--- PROVIDED ENTRIES ---
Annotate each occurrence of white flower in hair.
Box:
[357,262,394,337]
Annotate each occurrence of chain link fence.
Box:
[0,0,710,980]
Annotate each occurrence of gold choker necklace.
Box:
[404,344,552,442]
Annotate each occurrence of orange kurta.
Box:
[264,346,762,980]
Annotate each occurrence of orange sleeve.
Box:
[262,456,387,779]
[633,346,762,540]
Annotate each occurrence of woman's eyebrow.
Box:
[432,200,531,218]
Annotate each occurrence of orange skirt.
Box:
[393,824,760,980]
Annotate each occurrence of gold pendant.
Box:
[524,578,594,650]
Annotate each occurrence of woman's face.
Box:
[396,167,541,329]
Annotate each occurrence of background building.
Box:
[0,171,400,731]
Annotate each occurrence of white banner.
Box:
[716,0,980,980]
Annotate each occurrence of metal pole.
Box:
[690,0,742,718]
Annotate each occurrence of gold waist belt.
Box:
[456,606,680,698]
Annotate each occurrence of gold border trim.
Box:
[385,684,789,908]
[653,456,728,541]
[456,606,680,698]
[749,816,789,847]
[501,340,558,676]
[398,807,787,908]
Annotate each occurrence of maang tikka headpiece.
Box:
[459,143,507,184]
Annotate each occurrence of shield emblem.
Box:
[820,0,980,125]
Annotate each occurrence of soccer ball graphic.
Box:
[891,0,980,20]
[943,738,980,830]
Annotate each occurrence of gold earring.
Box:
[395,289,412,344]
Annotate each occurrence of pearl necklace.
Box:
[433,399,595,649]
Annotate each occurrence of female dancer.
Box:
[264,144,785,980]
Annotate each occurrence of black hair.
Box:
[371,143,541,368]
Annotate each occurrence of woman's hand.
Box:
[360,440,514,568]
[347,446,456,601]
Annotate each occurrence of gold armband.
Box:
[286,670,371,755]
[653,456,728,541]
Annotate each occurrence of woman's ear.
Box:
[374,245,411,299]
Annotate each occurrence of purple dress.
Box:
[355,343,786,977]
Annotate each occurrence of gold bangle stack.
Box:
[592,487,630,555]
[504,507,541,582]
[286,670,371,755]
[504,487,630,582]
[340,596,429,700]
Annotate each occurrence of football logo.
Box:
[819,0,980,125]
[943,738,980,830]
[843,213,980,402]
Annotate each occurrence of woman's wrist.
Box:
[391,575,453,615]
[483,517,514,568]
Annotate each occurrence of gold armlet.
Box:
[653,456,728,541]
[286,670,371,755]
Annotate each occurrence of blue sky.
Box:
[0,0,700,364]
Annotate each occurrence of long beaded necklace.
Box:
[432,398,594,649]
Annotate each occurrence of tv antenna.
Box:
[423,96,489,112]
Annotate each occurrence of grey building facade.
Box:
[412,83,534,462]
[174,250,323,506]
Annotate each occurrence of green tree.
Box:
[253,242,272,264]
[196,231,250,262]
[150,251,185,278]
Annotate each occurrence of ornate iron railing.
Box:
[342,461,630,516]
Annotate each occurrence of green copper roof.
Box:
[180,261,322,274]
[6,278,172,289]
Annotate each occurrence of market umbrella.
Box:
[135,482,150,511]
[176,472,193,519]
---
> [PROBLEM TO SOLVE]:
Please find each line in the listing above that contains the string "white", treating case as significant, and copy every such line.

> [RESULT]:
Annotate each occurrence of white flower in hair.
Annotate each occurrence of white banner.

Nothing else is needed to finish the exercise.